Last week students and lovers of art could turn to one of the richest accounts ever written of an artist in Europe, the monumental Journal of Eugene Delacroix, translated for the first time into English by able, devoted Art Critic Walter Pach.*

Delacroix, whom Renoir called the greatest artist of the French school, died in 1863 after having fought for a lifetime against the flawless but colorless classicism upheld by his great contemporary, Ingres. His three most important mural jobs, in the Chamber of Deputies, the Church of St. Sulpice and the ceiling of the Galerie d’Apollon in the Louvre, are among the few French masterpieces in this medium. With the steady growth of his influence, other paintings by him have been advanced until they now occupy a third of “the line,” or tier of honor, in the gallery of the Louvre given to 19th Century French artists. To superficial moderns these big canvases, full of exotic or heroic action, may seem uncongenial, but they and the 1,500-page Journal have been deeply esteemed and studied by almost every serious French artist from Monte to Matisse. Readers of the Journal, distilled to 700 pages by Translator Pach, will have no difficulty in understanding why.

Born in 1798, Delacroix had an adventurous infancy. He was dropped from a ship’s side by one careless nurse, nearly burnt up by another, and when he reached the age of reason came close to hanging himself in imitation of an engraving. From his German mother Delacroix may have inherited the responsiveness to Flemish art which showed itself in a life-long admiration for Rubens. His first masterpiece, Dante and Vergil, which was exhibited when he was 24, was described by his master as “Rubens chastened.” Beginning his journal in that year, Delacroix scribbled down a daily medley of ambitions, resolves, despairs, descriptions of his casual or palpitant love affairs which would sound like the model diary of a Young Romantic Genius were it not for an extraordinary vein of hardheaded observation.

**Dataset content:**
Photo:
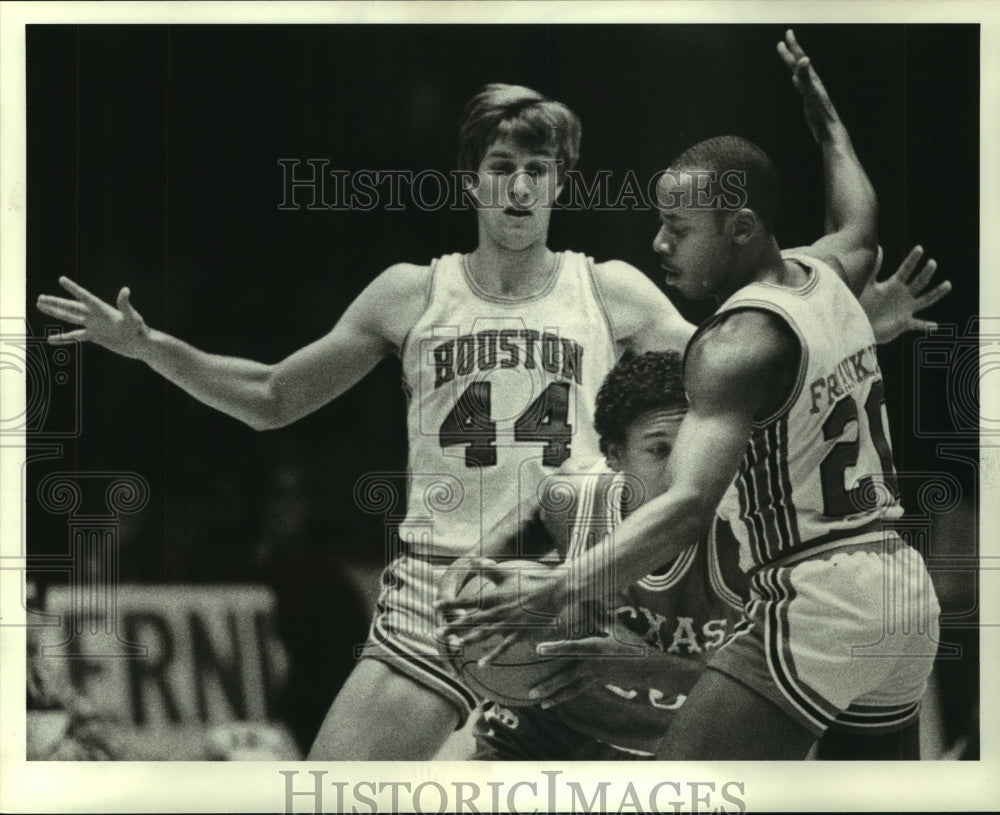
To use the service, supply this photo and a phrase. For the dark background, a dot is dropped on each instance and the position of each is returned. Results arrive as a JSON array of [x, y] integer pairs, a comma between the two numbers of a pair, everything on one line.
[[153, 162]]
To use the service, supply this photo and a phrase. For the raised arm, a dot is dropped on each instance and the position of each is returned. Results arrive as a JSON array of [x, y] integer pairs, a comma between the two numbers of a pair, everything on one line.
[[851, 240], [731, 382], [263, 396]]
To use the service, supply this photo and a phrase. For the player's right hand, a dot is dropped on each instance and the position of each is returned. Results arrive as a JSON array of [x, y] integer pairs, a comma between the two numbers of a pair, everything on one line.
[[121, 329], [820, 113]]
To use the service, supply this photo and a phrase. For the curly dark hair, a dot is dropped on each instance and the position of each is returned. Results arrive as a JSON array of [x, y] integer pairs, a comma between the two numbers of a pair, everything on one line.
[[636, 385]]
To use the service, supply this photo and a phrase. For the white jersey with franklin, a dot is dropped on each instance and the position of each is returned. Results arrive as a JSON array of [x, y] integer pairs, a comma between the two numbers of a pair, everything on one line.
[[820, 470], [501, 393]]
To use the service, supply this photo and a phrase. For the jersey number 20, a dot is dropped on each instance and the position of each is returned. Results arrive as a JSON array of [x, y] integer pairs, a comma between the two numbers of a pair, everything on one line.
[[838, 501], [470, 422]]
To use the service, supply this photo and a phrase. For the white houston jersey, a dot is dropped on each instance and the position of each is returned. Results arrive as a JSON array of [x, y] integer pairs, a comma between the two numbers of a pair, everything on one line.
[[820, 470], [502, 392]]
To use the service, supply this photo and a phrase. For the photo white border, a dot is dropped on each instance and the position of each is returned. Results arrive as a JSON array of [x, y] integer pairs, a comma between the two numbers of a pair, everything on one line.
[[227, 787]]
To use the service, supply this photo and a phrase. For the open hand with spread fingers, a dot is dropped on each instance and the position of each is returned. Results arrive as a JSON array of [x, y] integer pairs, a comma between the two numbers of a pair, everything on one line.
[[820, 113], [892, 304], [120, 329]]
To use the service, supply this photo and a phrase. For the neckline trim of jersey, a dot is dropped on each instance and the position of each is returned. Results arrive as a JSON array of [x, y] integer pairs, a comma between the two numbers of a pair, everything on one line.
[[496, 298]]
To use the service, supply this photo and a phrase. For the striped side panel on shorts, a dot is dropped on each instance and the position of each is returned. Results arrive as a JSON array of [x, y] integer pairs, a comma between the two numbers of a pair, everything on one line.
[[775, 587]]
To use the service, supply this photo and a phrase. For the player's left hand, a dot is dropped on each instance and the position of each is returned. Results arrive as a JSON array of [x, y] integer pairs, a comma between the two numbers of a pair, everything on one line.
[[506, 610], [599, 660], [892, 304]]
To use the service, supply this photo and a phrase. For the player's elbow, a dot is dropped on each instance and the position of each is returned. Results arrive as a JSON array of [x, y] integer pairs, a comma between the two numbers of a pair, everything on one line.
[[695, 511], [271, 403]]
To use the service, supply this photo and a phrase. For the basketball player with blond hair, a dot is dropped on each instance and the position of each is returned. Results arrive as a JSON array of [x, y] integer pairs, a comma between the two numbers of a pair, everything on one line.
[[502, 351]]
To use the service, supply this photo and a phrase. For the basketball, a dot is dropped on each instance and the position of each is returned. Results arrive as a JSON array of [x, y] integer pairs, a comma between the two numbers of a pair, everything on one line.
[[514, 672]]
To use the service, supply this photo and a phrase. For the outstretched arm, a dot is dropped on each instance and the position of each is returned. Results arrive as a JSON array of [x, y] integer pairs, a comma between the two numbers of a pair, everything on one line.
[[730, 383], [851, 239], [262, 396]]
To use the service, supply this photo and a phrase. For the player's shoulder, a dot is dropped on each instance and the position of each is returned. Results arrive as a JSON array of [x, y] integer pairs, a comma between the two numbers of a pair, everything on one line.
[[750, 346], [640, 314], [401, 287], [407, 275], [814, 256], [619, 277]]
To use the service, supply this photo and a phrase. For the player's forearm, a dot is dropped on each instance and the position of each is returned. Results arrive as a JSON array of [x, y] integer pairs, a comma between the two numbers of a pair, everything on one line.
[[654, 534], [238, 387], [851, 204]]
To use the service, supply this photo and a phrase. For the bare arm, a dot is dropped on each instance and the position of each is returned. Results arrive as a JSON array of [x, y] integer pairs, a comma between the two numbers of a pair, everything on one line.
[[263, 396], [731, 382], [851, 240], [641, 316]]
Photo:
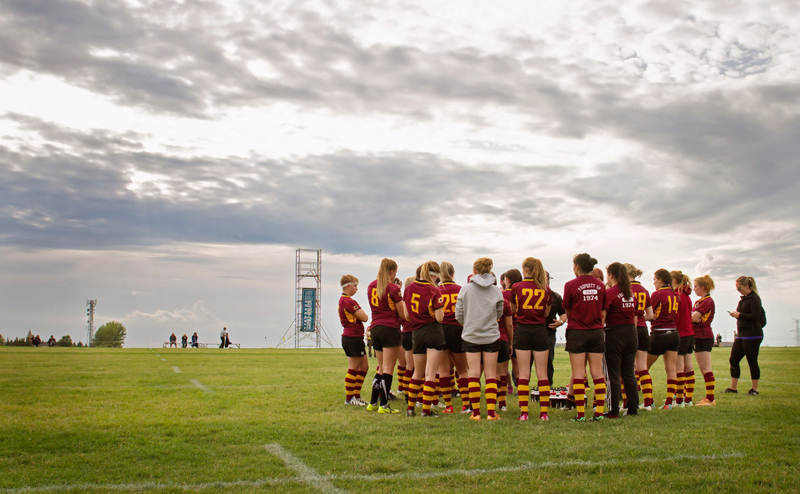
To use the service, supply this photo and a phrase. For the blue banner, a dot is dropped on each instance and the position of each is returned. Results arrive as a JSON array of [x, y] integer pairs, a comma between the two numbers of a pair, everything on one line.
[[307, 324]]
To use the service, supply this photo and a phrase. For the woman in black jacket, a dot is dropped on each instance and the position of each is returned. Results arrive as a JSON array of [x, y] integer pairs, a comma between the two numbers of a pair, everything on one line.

**What is asked:**
(1) In the article on Delacroix's Journal, to how many pages did the translator distill the 1,500-page Journal?
(2) Carry on writing the article on Delacroix's Journal from the point where it stops.

**Answers to the exercises:**
(1) 700 pages.

(2)
From this early section the Journal jumps to 1832, when Delacroix accompanied a French diplomatic mission to Morocco. His notes on the most vivid adventure of his life are clipped, wholly objective, brilliantly businesslike, set down only to help him remember details of what he saw. Some of them are like a modern Imagist poem or a sketch for a cinema continuity: “The entrance to the castle: The Guardsmen in the court, the faÇade, the lane between two walls. At the end, under a sort of vault, men seated, making a brown silhouette against a bit of sky.”

By 1847 Delacroix was an established painter, a friend of Chopin, Baudelaire, George Sand, already engaged in the speculations and experiments with color and form which have made many critics consider him the father of all modern painting. Copious, passionate, acute, the entries are studded with keen sidelights on Paris society, on music, the theatre, politics and science as well as art.

*Covici-Friede ($7.50).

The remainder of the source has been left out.